(Polygon annotations for photos)
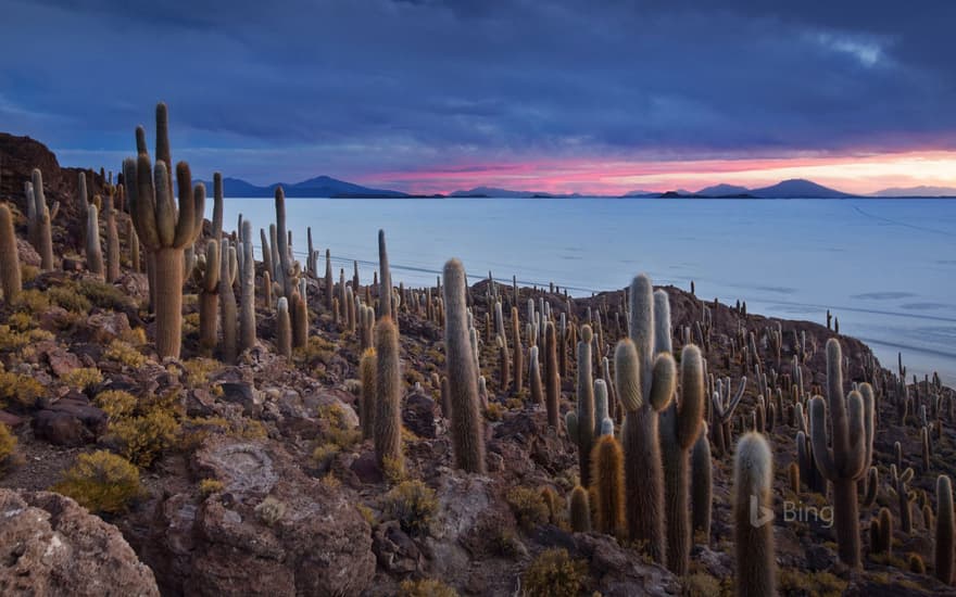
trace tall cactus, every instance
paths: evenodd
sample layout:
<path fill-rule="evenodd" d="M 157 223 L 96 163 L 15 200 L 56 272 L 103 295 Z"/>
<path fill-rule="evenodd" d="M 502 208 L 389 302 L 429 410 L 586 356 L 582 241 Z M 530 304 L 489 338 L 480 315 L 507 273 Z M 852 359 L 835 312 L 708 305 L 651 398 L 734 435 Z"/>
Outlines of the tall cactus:
<path fill-rule="evenodd" d="M 667 568 L 678 575 L 687 574 L 690 559 L 690 450 L 701 434 L 704 393 L 703 357 L 700 348 L 688 344 L 680 358 L 680 402 L 671 401 L 661 414 L 661 447 L 666 463 Z"/>
<path fill-rule="evenodd" d="M 162 113 L 165 115 L 165 106 Z M 161 109 L 156 107 L 158 125 Z M 165 130 L 158 135 L 165 137 Z M 168 138 L 166 138 L 168 141 Z M 160 141 L 156 142 L 160 147 Z M 155 167 L 147 153 L 140 153 L 136 162 L 136 192 L 129 193 L 130 216 L 140 242 L 154 259 L 156 312 L 156 352 L 160 357 L 179 358 L 183 336 L 183 252 L 196 242 L 202 231 L 205 187 L 200 182 L 192 187 L 189 165 L 176 165 L 179 187 L 179 208 L 173 201 L 169 167 L 156 161 Z M 124 172 L 131 168 L 124 167 Z"/>
<path fill-rule="evenodd" d="M 23 291 L 13 216 L 5 203 L 0 204 L 0 282 L 3 283 L 3 300 L 7 304 L 15 301 Z"/>
<path fill-rule="evenodd" d="M 375 454 L 382 468 L 403 470 L 399 332 L 389 317 L 375 325 Z"/>
<path fill-rule="evenodd" d="M 667 408 L 676 385 L 676 365 L 667 353 L 654 356 L 654 298 L 650 278 L 636 277 L 630 288 L 630 338 L 615 350 L 615 388 L 625 412 L 628 533 L 647 545 L 651 557 L 665 562 L 664 470 L 661 462 L 658 412 Z"/>
<path fill-rule="evenodd" d="M 100 218 L 96 203 L 86 206 L 86 268 L 103 278 L 103 250 L 100 247 Z"/>
<path fill-rule="evenodd" d="M 832 448 L 827 437 L 827 403 L 810 401 L 810 441 L 817 469 L 833 484 L 833 515 L 840 560 L 859 568 L 859 505 L 857 481 L 870 467 L 873 455 L 873 394 L 869 384 L 861 392 L 843 394 L 843 354 L 840 342 L 827 342 L 827 402 L 832 424 Z"/>
<path fill-rule="evenodd" d="M 218 243 L 210 240 L 205 258 L 200 258 L 193 270 L 199 285 L 199 348 L 205 355 L 215 351 L 218 340 L 221 255 Z"/>
<path fill-rule="evenodd" d="M 292 322 L 289 300 L 285 296 L 280 296 L 276 305 L 276 347 L 281 356 L 292 358 Z"/>
<path fill-rule="evenodd" d="M 953 515 L 953 484 L 949 478 L 936 478 L 936 579 L 952 585 L 954 583 L 954 558 L 956 558 L 956 521 Z"/>
<path fill-rule="evenodd" d="M 747 433 L 737 444 L 733 459 L 733 521 L 739 597 L 776 595 L 772 517 L 773 456 L 759 433 Z"/>
<path fill-rule="evenodd" d="M 594 483 L 595 528 L 600 533 L 624 530 L 624 453 L 613 435 L 598 439 L 591 452 L 591 480 Z"/>
<path fill-rule="evenodd" d="M 594 340 L 591 326 L 581 327 L 581 341 L 578 342 L 578 404 L 577 411 L 567 414 L 568 437 L 578 445 L 578 470 L 581 486 L 591 486 L 591 445 L 594 442 L 594 380 L 591 372 L 591 342 Z"/>
<path fill-rule="evenodd" d="M 385 276 L 387 277 L 387 276 Z M 468 333 L 465 267 L 458 259 L 444 265 L 445 368 L 452 410 L 455 463 L 468 472 L 485 472 L 485 433 L 478 410 L 478 372 Z"/>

## Stated task:
Please output the records above as a two-column CSV with the headers label_request and outlines. Give one row per request, with its text and its answer each in one quoted field, line breaks replaced by spaces, and the pictures left out.

## Answer:
label_request,outlines
"trace tall cactus, every instance paths: evenodd sample layout: <path fill-rule=""evenodd"" d=""M 157 223 L 96 163 L 15 200 L 56 272 L 103 295 Z""/> <path fill-rule=""evenodd"" d=""M 502 208 L 389 302 L 429 410 L 586 356 L 582 241 Z M 530 304 L 489 338 L 480 315 L 507 273 Z M 852 359 L 835 312 L 708 305 L 651 398 L 734 435 Z""/> Outlines of the tall cactus:","<path fill-rule=""evenodd"" d=""M 667 568 L 678 575 L 687 574 L 690 559 L 690 450 L 701 434 L 704 393 L 703 357 L 700 348 L 688 344 L 680 358 L 680 402 L 671 401 L 661 414 L 661 447 L 666 463 Z""/> <path fill-rule=""evenodd"" d=""M 162 113 L 165 115 L 165 106 Z M 161 109 L 156 107 L 158 125 Z M 165 130 L 158 135 L 165 137 Z M 168 138 L 166 138 L 168 141 Z M 160 141 L 156 142 L 160 147 Z M 155 167 L 147 153 L 140 153 L 136 162 L 136 192 L 129 193 L 130 216 L 140 242 L 154 259 L 156 312 L 156 352 L 160 357 L 179 358 L 183 336 L 183 252 L 196 242 L 202 231 L 205 187 L 200 182 L 192 187 L 189 165 L 176 165 L 179 187 L 179 208 L 173 201 L 169 167 L 156 161 Z M 124 172 L 131 168 L 124 167 Z""/> <path fill-rule=""evenodd"" d=""M 23 291 L 13 216 L 5 203 L 0 204 L 0 282 L 3 283 L 3 300 L 7 304 L 15 301 Z""/> <path fill-rule=""evenodd"" d=""M 375 454 L 382 468 L 403 470 L 399 332 L 389 317 L 375 325 Z""/> <path fill-rule=""evenodd"" d=""M 667 408 L 676 385 L 676 365 L 667 353 L 654 356 L 654 298 L 650 278 L 636 277 L 630 288 L 630 338 L 615 350 L 615 388 L 625 412 L 628 533 L 647 545 L 651 557 L 665 562 L 664 470 L 661 462 L 658 412 Z""/> <path fill-rule=""evenodd"" d=""M 100 218 L 96 203 L 86 206 L 86 268 L 103 278 L 103 250 L 100 247 Z""/> <path fill-rule=""evenodd"" d=""M 832 448 L 827 437 L 827 403 L 810 401 L 810 441 L 817 469 L 833 484 L 833 515 L 840 560 L 859 568 L 859 505 L 857 481 L 870 467 L 873 455 L 873 394 L 869 384 L 861 392 L 843 394 L 843 354 L 840 342 L 827 342 L 827 402 L 832 424 Z""/> <path fill-rule=""evenodd"" d=""M 218 243 L 210 240 L 205 258 L 200 258 L 193 270 L 199 285 L 199 348 L 205 355 L 215 351 L 218 340 L 221 255 Z""/> <path fill-rule=""evenodd"" d=""M 292 322 L 289 300 L 285 296 L 280 296 L 276 305 L 276 347 L 281 356 L 292 358 Z""/> <path fill-rule=""evenodd"" d=""M 953 515 L 953 484 L 949 478 L 936 478 L 936 579 L 952 585 L 954 583 L 954 558 L 956 558 L 956 521 Z""/> <path fill-rule=""evenodd"" d=""M 747 433 L 737 444 L 733 459 L 733 521 L 739 597 L 776 595 L 772 517 L 773 456 L 759 433 Z""/> <path fill-rule=""evenodd"" d=""M 594 483 L 595 528 L 600 533 L 624 530 L 624 453 L 613 435 L 598 439 L 591 452 L 591 480 Z""/> <path fill-rule=""evenodd"" d=""M 594 340 L 591 326 L 581 327 L 581 341 L 578 342 L 578 404 L 577 411 L 567 414 L 568 437 L 578 445 L 578 470 L 581 486 L 591 486 L 591 445 L 594 442 L 594 380 L 591 372 L 591 342 Z""/> <path fill-rule=""evenodd"" d=""M 385 276 L 387 277 L 387 276 Z M 468 333 L 465 267 L 458 259 L 444 265 L 445 368 L 452 410 L 455 463 L 468 472 L 485 472 L 485 433 L 478 410 L 478 372 Z""/>"